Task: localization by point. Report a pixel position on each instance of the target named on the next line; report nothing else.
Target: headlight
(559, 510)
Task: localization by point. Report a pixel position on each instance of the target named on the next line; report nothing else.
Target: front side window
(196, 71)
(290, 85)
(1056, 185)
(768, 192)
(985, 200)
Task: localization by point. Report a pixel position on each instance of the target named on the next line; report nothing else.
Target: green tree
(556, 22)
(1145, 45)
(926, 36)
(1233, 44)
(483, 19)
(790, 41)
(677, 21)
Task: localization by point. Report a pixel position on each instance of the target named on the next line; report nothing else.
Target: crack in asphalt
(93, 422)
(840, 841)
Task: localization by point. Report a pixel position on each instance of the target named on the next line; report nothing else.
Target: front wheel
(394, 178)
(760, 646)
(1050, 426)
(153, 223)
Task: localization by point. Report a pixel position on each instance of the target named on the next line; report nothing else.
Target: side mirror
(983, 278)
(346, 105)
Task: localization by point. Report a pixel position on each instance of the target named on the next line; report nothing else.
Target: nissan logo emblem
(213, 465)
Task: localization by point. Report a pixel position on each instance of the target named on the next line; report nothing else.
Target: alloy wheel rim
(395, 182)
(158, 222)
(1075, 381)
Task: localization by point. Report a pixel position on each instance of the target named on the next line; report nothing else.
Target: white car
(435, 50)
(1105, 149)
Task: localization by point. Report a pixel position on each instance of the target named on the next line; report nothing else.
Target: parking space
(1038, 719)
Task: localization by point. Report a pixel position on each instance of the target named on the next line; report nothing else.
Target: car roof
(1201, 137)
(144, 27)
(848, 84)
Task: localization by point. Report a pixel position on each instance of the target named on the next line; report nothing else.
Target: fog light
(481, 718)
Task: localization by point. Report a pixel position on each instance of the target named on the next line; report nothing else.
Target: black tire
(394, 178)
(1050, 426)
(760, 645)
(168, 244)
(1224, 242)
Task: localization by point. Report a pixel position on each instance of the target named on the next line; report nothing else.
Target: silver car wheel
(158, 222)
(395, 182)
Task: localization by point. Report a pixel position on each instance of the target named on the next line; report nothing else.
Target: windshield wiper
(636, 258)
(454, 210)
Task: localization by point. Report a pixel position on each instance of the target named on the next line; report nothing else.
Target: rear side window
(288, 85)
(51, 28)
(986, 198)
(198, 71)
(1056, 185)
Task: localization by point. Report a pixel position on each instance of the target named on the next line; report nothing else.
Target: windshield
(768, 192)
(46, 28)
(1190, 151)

·····

:: WHAT THIS TASK INVOLVES ::
Would you please print every record exactly as written?

:: SOLUTION FOR THIS PROBLEM ::
Task: localization by point. Report a pixel position on each instance of the target named on the next line; report nothing else.
Target: headlight
(559, 510)
Task: localization by point. Report a pixel position on each instance of the target named on the next line; report nothing else.
Target: front side window
(196, 71)
(290, 85)
(1056, 185)
(768, 192)
(985, 200)
Task: localization by point. Report a pixel position on each instance of the target named on the next line; report nothing else.
Target: green tree
(556, 22)
(1145, 45)
(926, 36)
(1233, 44)
(483, 19)
(790, 41)
(677, 21)
Task: localization by point. Report a pixel position on each instance of the target named on the next line; report nothing else.
Target: crack in asphalt
(93, 422)
(840, 841)
Task: localization by point. Report a pixel position on each instance of the target named on the next line; report nothing else.
Target: front wheel
(394, 178)
(760, 646)
(1050, 426)
(153, 223)
Task: localization by point. Report a pixel position on each instance of the target named on the next line; report nothing else.
Target: side mirror
(983, 278)
(346, 105)
Task: localization by point. Report a pixel position on each instance of the target named on the next line; report nothing else.
Target: nissan logo emblem
(213, 465)
Task: localization by point. Report a pixel position on each instance of the target named on the next line; report nothing else.
Target: alloy wheel rim
(395, 182)
(158, 222)
(1075, 381)
Task: localization by point. Report a pixel position on each instance of the target named on the next line; report nothing else.
Target: white car
(435, 50)
(1105, 149)
Task: localization by point. Report a pixel position on each instance of the target named on the next line; report nothing else.
Target: parking space
(1038, 719)
Task: localization by point. Report a pixel position on each instance of the target named on the next line; report nothing else.
Target: car roof
(1201, 137)
(144, 27)
(848, 84)
Task: localization by point. Report a pixel position on each instance of the target named on the next line; report nothing else.
Target: fog light
(481, 718)
Task: localization by point. Report a pixel position on each instance of the target named on the next line; report nothing else.
Target: black tire
(394, 178)
(1050, 426)
(760, 645)
(168, 244)
(1224, 242)
Task: localization by point. Report a pixel position on each instance of the target named on the next line; report nothing else.
Target: silver car wheel
(158, 222)
(395, 182)
Task: localization by point. Report a pixel position on each instance of the target named on the next line; report nothing else.
Target: windshield wiper
(636, 258)
(454, 210)
Task: localization by point. Report a pixel position on each instance of the target named on the next line; report nothing else.
Target: rear side window
(288, 85)
(51, 28)
(986, 198)
(198, 71)
(1056, 185)
Task: localization by point. Report a pixel position on each instance of the target named on the next line; report nothing else.
Target: windshield
(768, 192)
(46, 28)
(1190, 151)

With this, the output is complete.